__EXERCISE DETAILS__: Write the next portion of the children's fantasy book reviews, picking up directly after their final sentence.

__DOCUMENT__:
☆ ☆ ☆ ☆ ☆ ☆ ☆
Alice and Oliver argue and lie to one another and and generally make their own lives miserable as well as the lives of those around them. On the other hand, they have excuses for their behavior. Alice feels rejected by her mother and abandoned by her father; Oliver has his own childhood sob story. And both of them are quite unkind to each other in the beginning of the story. If you can get past all that and enjoy the imaginative language and the nonsensical world of the story, maybe Furthermore will be just right for you. I liked Alice in Wonderland much better, thank you.

Behind the Canvas by Alexander Vance

Seventh grader Claudia Miravista loves art, especially painting. None of her schoolmates share her interest, though, and when Claudia sees a blue-eyed boy inside a Dutch Renaissance painting at the local art museum and begins talking to him, her classmates think she’s crazy. But when Pim—that’s the boy’s name—talks back and asks Claudia to rescue him from captivity to an evil witch in the world behind the canvas, Claudia thinks her classmates may be right. Maybe she is crazy to even consider entering a dangerous world of canvas and paint and witches and cubists and magic.

The book definitely could have used several full color reproductions of the famous paintings that are mentioned, but I understand that would be costly. Instead, the author uses made-up explanatory footnotes from “Doctor Buckland’s Art History for the Enthusiast and the Ignorant” to give the reader information about artists, paintings, and schools of art that are mentioned in the story. I liked the rather whimsical footnotes, and for a glimpse of the actual paintings, there’s always Google.

The story itself doesn’t exactly move slowly; there’s lots of action. However, sometimes the journey from one artistic landscape to another to another gets a little monotonous. The grand theme of the book is about learning to see things (art in particular) from different perspectives and using one’s imagination to see through confusion to the heart of the matter. Claudia and Pim have trust issues and must learn to trust and help one another in spite of past lies and obfuscations.

Particularly recommended for art lovers who are also fantasy lovers, and for fans of Blue Balliet’s art mystery books or Elise Broach’s Masterpiece or Marianne Malone’s 68 Rooms series.
☆ ☆ ☆ ☆ ☆ ☆ ☆
__DATA ENTRIES__:
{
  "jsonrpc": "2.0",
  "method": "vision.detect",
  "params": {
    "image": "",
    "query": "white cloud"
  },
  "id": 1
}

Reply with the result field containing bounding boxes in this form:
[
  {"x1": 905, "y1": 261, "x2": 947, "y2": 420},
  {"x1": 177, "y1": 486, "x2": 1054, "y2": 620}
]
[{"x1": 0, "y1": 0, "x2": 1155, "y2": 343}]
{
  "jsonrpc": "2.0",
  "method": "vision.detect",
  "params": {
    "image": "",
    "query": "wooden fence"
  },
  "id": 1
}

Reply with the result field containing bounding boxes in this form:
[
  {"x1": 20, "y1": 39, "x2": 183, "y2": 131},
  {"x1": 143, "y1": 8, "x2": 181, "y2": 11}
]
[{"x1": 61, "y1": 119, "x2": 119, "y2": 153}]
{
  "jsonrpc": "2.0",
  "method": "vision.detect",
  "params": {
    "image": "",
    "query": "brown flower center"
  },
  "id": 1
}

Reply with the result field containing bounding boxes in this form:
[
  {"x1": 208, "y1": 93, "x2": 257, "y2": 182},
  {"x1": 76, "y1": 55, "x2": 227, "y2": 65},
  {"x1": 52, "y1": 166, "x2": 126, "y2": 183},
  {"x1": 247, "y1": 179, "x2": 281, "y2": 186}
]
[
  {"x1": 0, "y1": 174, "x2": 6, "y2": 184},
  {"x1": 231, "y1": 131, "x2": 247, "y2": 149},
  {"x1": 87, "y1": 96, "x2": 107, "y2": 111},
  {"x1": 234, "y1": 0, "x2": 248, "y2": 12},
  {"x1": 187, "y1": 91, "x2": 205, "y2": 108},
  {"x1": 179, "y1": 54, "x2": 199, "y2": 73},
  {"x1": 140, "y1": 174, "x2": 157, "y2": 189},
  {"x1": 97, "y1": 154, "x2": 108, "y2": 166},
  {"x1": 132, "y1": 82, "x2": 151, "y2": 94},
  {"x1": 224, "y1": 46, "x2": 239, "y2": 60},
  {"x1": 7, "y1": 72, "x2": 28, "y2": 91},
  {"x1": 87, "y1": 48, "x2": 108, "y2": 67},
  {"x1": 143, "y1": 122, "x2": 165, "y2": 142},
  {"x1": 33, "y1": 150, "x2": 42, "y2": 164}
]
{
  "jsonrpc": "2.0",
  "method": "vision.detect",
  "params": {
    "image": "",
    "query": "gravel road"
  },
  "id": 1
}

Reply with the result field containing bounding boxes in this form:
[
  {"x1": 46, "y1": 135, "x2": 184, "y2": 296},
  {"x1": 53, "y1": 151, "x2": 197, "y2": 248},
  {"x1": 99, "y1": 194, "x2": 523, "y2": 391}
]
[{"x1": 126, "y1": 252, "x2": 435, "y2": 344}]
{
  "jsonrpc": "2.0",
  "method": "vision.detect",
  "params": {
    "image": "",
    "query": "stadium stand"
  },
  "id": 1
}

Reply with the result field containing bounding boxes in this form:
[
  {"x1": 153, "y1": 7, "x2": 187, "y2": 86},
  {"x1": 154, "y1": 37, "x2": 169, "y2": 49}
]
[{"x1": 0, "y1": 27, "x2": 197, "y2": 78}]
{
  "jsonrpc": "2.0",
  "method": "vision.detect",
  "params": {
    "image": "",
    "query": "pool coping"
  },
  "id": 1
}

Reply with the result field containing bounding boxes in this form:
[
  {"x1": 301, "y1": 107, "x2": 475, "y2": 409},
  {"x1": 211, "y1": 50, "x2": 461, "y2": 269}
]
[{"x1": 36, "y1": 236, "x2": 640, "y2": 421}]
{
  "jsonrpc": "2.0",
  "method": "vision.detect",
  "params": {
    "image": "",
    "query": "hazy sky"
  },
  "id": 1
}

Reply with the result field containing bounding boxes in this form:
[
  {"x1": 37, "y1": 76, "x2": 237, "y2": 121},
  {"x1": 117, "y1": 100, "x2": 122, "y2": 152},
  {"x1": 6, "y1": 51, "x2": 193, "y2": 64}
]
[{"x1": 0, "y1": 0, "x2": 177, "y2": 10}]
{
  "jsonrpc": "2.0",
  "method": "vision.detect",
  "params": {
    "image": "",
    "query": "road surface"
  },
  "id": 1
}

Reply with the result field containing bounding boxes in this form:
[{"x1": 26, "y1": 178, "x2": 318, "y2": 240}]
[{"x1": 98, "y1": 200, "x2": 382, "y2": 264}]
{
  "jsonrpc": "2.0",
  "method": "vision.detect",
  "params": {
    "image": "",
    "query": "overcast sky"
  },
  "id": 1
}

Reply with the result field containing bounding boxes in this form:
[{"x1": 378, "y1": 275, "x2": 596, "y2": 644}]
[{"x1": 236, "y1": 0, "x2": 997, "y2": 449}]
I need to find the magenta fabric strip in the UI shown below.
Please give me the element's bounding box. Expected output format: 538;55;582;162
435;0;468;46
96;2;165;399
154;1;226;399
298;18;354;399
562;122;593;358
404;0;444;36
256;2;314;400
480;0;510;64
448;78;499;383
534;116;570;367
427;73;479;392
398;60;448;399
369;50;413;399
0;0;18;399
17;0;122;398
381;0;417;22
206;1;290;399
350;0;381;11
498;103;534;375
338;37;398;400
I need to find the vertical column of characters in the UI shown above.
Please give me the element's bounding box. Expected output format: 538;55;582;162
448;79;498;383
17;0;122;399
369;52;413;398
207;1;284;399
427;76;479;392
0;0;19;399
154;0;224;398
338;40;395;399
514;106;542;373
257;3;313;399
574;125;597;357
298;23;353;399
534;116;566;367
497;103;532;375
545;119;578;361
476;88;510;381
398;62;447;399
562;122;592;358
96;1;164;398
☆ ☆ ☆ ☆ ☆ ☆ ☆
__ANSWER TO THIS EXERCISE__:
Five Children on the Western Front by Kate Saunders

Edith Nesbit’s classic story of siblings and magic, The Five Children and It, was first published in 1905. In Five Children on the Western Front, British children’s author Kate Suanders gives us the Bastable children about nine years older and wiser and the Psammead (pronounced Sammy-ad) as irascible as ever, but not quite so magical. Maybe that’s because the world itself was more magical in 1905 than it became in 1914.

World War I has intruded upon the lives of the grown-up or nearly grown-up children, Cyril, Anthea, Jane and Robert, and even The Lamb (Hilary) and the new little Bastable sister, Edie, are living in a wartime Britain rather than the idyllic turn-of-the century British countryside in which the older children first encountered magic. The story covers the wartime years, 1914-1918. The Psammead has returned to see the children through the war—or maybe he’s come back because he can’t really control his magic or grant wishes anymore, and he just needs a place to live. He thinks he’s been “de-magicked and dumped” in the Bastables’ garden by an angry universe. At any rate, Edie, nine years old at the story’s inception, takes a liking to the grumpy and rather sleepy sand fairy, and occasionally even manages to be involved in some magical adventures on his behalf.

I thought this was a fascinating look at “what ever happened to the five children and It”, but I would have to try it out on a real child to know whether this is just a book for nostalgic adults and teens who were Nesbit fans or whether actual children would enjoy it, too. There’s a lot of kissing and war romance and war scenes, shown from a child’s (sometimes eavesdropping) perspective and totally appropriate for children, but the story is really about adults as much as it is children.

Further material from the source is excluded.